>> begin Selected text

Have the folks at XLABS really achieved 99.92% compression? - taylodl
http://www.theserverside.com/feature/Has-a-New-York-startup-achieved-a-99-compression-rate

======
chriswarbo
> On an ordinary Windows laptop, Saldana used the command line to invoke a
> utility that created a compressed file from my original video file.

> the compressed file size was about 4 KB.

> On the same Windows laptop, Saldana invoked another utility that
> uncompressed the 4 KB file. Uncompressing took about 10 seconds. The
> uncompressed file was identical to the original file.

Occam's razor: the "compressed" version was a link (shortcut, symlink,
hyperlink, whatever) to the original.

> Despite maintaining a healthy skepticism, I have two reasons for believing
> the files were identical. First, Saldana played the uncompressed video on
> the Windows laptop. The uncompressed video looked exactly like the original
> video. That was nice, but it didn't prove anything. I wouldn't be able to
> identify an unfaithful video copy if it bit me on the nose.

> The second proof that the original and compressed files were identical was
> much more compelling. Saldana put the uncompressed file on my own USB drive.
> Later that day, on my own computer, I ran the uncompressed and compressed
> files through a bit-by-bit comparison program. Sure enough, the two files
> contain the exact same sequence of 0s and 1s.

> It should be noted that for security reasons, Saldana didn't copy the 4 KB
> compressed file to my USB drive, so I don't know what bit sequence was
> inside the 99.78% compressed file.

All of this is consistent with the file being a link.

A more thorough test would have performed the compression and decompression on
two different, non-networked machines, so that the only information available
to the decompressor is the 4K file.

After that, we need to start removing layers which can be used to obscure the
results, eg. performing a more low-level analysis of the compressed version,
using machines which the authors have no access to (eg. to avoid a hacked
OS/driver which reports false file sizes)

------
xilinx_guy
This is a pretty serious scam, and not the first that revolves around video
compression. Barry Burd ( is that his real name?) is just a clueless tech
journalist without the background or skepticism to realize how many times this
scam has been launched. Some examples.. Madison Priest and his "magic box".
David Kim Stanley and Pixelon. Adam Clark and the Tolly Group. Or Raystream:
[https://news.ycombinator.com/item?id=3211630](https://news.ycombinator.com/item?id=3211630)

------
gesman
Video streaming does not need lossless compression especially over the
internet (unless of course it's really is 99% - then why not!)

But leaving this aside - more independent tests are needed to prove these
claims.

------
JoeAltmaier
NO. Hoax.

>> end Selected text

Things to do =>
a – According to the compression thread, about how long did it take to uncompress the 4 KB file?
b – Retype everything in the compression thread from "A more thorough" down to "the 4K file.".
The records that come next are separate material and have no connection to the compression thread.

>> begin Rows

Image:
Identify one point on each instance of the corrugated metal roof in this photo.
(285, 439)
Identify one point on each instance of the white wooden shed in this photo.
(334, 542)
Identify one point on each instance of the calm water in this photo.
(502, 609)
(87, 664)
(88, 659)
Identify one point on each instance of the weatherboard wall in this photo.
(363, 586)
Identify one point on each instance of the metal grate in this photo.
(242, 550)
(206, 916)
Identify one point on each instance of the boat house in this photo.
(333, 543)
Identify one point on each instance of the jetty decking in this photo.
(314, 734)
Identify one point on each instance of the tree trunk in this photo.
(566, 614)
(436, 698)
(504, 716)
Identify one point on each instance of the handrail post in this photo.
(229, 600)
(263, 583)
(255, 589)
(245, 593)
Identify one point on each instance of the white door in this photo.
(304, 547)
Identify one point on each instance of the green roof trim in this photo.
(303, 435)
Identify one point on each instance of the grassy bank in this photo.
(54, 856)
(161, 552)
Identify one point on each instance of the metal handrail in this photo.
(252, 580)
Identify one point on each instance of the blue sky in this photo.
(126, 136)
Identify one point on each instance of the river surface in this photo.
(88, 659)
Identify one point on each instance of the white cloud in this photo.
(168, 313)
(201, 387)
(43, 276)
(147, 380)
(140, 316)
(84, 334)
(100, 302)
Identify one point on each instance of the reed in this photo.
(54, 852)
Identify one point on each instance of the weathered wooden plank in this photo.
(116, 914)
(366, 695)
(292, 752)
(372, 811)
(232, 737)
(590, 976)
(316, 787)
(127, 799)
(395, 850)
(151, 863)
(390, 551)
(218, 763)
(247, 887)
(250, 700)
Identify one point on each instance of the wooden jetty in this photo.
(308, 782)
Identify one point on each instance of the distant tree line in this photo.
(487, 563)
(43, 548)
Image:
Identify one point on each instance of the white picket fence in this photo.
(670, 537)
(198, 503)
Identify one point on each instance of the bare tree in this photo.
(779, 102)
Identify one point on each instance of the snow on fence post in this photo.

>> end Rows

Final results =>
a – About 10 seconds.

b –
A more thorough test would have performed the compression and decompression on
two different, non-networked machines, so that the only information available
to the decompressor is the 4K file.